=== Data extracts ===
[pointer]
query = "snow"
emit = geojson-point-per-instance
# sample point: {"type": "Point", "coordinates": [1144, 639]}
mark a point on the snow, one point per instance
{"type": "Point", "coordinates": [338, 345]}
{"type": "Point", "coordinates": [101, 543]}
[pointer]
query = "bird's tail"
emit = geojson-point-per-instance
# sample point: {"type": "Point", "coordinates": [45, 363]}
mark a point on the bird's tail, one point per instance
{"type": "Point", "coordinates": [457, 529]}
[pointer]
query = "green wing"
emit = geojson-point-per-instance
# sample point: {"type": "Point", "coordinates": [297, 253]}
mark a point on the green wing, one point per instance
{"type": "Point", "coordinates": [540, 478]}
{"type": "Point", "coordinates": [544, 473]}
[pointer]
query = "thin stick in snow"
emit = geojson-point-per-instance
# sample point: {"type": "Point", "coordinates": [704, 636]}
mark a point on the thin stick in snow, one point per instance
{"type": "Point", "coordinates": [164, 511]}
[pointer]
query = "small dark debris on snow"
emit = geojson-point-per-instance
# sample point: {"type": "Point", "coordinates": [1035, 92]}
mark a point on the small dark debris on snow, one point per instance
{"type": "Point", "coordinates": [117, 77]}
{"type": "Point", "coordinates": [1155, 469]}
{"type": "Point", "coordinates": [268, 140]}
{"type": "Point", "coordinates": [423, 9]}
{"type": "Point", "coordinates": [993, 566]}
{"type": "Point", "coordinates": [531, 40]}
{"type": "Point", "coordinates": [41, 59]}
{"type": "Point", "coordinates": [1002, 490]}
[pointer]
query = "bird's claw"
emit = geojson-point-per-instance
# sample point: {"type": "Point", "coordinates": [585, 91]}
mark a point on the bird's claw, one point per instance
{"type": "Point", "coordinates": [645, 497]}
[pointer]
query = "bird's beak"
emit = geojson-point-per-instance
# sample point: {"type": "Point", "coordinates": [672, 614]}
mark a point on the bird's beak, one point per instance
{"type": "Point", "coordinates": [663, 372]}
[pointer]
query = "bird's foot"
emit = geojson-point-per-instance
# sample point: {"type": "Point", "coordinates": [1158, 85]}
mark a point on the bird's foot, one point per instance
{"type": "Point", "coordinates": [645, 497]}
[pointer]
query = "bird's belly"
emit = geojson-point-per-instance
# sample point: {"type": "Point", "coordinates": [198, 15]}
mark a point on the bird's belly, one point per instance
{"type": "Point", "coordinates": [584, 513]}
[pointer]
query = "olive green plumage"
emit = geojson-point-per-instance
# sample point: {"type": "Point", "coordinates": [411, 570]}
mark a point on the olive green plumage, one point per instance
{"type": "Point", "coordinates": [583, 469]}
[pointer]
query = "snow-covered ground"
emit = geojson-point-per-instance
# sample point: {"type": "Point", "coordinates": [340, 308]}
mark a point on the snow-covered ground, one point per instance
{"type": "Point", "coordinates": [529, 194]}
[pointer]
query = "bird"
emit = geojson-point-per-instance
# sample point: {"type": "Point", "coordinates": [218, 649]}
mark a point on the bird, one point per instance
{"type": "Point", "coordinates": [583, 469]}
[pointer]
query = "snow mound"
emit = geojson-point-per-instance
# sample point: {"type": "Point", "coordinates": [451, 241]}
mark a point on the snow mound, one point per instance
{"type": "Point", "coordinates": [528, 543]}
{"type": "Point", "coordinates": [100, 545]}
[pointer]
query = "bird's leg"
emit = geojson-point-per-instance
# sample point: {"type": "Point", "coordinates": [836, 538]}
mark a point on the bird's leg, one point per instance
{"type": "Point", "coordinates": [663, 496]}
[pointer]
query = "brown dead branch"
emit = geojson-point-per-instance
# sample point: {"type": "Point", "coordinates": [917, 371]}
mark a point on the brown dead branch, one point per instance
===
**Assigned task**. Copy each line of the records containing the string "brown".

**Written reply**.
query = "brown dead branch"
mark a point on the brown dead branch, one point per instance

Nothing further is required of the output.